→ **INSTRUCTIONS FOR THE TASK**
Write out all the entries word for word, but skip any images.

→ **DATA SHOWN**
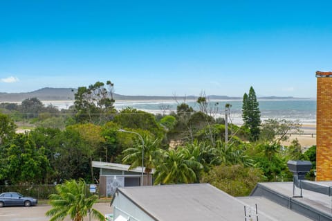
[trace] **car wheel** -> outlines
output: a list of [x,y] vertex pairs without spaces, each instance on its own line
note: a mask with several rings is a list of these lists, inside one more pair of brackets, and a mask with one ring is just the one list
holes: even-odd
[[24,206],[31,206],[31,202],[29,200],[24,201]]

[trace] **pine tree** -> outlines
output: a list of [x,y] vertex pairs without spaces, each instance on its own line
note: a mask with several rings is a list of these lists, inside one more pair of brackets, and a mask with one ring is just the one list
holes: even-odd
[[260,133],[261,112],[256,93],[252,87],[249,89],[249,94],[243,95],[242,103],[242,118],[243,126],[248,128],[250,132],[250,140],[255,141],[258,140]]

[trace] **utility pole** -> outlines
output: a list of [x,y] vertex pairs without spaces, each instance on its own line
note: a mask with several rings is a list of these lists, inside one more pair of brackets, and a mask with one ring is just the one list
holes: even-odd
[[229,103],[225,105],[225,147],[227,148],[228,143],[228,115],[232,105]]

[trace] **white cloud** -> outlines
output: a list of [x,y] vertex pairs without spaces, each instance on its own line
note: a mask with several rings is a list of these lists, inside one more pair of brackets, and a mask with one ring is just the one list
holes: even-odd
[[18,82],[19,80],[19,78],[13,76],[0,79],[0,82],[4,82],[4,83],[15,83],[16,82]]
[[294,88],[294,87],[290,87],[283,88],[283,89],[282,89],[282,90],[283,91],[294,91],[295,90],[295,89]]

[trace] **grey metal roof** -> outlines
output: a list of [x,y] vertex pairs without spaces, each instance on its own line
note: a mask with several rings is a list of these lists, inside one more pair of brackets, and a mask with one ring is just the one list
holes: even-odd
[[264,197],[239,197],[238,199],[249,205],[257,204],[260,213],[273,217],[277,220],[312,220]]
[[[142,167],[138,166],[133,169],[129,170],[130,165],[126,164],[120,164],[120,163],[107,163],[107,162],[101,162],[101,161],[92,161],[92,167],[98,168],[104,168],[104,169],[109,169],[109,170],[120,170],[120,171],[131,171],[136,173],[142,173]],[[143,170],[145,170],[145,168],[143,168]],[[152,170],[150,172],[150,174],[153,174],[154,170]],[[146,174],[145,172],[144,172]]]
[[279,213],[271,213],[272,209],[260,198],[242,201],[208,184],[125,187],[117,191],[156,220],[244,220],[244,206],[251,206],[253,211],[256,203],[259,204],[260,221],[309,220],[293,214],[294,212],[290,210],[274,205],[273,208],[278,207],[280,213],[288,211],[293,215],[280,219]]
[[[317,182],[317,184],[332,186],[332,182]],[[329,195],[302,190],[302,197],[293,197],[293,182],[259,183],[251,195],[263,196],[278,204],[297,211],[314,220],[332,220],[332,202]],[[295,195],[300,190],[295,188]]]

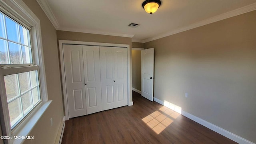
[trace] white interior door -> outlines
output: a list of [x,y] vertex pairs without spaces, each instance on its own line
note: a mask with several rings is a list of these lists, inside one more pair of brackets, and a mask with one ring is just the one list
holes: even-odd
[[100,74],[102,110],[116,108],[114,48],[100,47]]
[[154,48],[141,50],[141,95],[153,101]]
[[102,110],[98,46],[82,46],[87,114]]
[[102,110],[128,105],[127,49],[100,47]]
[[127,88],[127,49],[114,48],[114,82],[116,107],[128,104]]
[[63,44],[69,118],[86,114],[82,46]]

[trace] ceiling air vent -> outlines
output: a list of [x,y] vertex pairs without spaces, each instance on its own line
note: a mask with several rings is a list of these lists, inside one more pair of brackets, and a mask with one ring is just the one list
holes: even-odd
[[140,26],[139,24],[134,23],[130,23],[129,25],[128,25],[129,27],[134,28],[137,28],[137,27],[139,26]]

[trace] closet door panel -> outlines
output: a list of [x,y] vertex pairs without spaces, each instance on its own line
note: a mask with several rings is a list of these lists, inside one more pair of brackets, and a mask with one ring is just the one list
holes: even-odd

→ **FULL RESPONSE**
[trace] **car wheel** -> outlines
output: a list of [x,y] vertex pairs without spaces, each instance on its own line
note: a mask with several rings is a list of these lists, inside one more pair of brackets, and a mask with one ring is just the one list
holes: even-odd
[[24,206],[31,206],[31,202],[29,200],[24,201]]

[trace] **pine tree** -> outlines
output: a list of [x,y] vertex pairs without spaces, each instance on its own line
note: a mask with several rings is a list of these lists, inside one more pair of brackets, and a mask with one ring is just the one list
holes: even-odd
[[260,133],[261,112],[256,93],[252,87],[249,89],[249,94],[243,95],[242,103],[242,118],[243,126],[248,128],[250,132],[250,140],[255,141],[258,140]]

[trace] **utility pole** -> outlines
output: a list of [x,y] vertex pairs without spaces, each instance on its own line
note: a mask with several rings is a list of these lists, inside one more pair of brackets, and a mask with one ring is just the one list
holes: even-odd
[[229,103],[225,105],[225,147],[227,148],[228,143],[228,115],[232,105]]

[trace] **white cloud** -> outlines
output: a list of [x,y] vertex pairs without spaces, each instance on its own line
note: a mask with several rings is a list of these lists, inside one more pair of brackets, and a mask with one ring is just the one list
holes: even-odd
[[18,82],[19,80],[19,78],[13,76],[0,79],[0,82],[4,82],[4,83],[15,83],[16,82]]
[[294,88],[294,87],[290,87],[283,88],[283,89],[282,89],[282,90],[283,91],[294,91],[295,90],[295,89]]

[trace] **grey metal roof** -> outlines
output: a list of [x,y] vertex pairs without spaces, each instance on its own line
note: a mask with several rings is a list of these lists, inside one more pair of brackets, and a mask with one ring is just the one list
holes: even-odd
[[264,197],[239,197],[238,199],[249,205],[257,204],[260,213],[273,217],[277,220],[312,220]]
[[[142,167],[138,166],[133,169],[129,170],[130,165],[126,164],[120,164],[120,163],[107,163],[107,162],[101,162],[101,161],[92,161],[92,167],[98,168],[104,168],[104,169],[109,169],[109,170],[120,170],[120,171],[131,171],[136,173],[142,173]],[[143,170],[145,170],[145,168],[143,168]],[[152,170],[150,172],[150,174],[153,174],[154,170]],[[146,174],[145,172],[144,172]]]
[[279,213],[271,213],[272,209],[260,198],[242,201],[208,184],[125,187],[117,191],[156,220],[244,220],[244,206],[251,206],[253,211],[256,203],[259,204],[260,221],[309,220],[293,214],[294,212],[290,210],[274,205],[273,208],[278,207],[280,213],[288,211],[293,215],[280,219]]
[[[317,182],[317,184],[332,186],[332,182]],[[329,195],[302,190],[302,197],[293,197],[293,182],[259,183],[251,195],[263,196],[278,204],[297,211],[314,220],[332,220],[332,202]],[[295,195],[300,190],[295,188]]]

[trace] white interior door -> outlines
output: a list of [x,y] vertex pairs without spaces, each instance on its own line
note: a mask with several rings is a list of these lists, inside one more pair of brackets, and a mask with one ring is just the one list
holes: even-odd
[[100,74],[102,110],[116,108],[114,48],[100,47]]
[[154,48],[141,50],[141,95],[153,101]]
[[102,110],[98,46],[82,46],[87,114]]
[[102,110],[128,105],[127,49],[100,47]]
[[127,88],[127,49],[114,48],[114,82],[116,107],[128,104]]
[[63,44],[69,118],[86,114],[82,46]]

[trace] ceiling air vent -> outlines
output: a list of [x,y] vertex pairs without spaces, each instance on its own line
note: a mask with several rings is a list of these lists, inside one more pair of brackets, and a mask with one ring is just the one list
holes: even-odd
[[140,26],[139,24],[134,23],[130,23],[129,25],[128,25],[129,27],[134,28],[137,28],[137,27],[139,26]]

[trace] closet door panel -> outlines
output: a list of [x,y] vertex pairs without spaces, each instance on its own line
note: a mask with several rings is a list of these lists, inside one more pair of brackets, and a mask with one ring is just the one list
holes: even-odd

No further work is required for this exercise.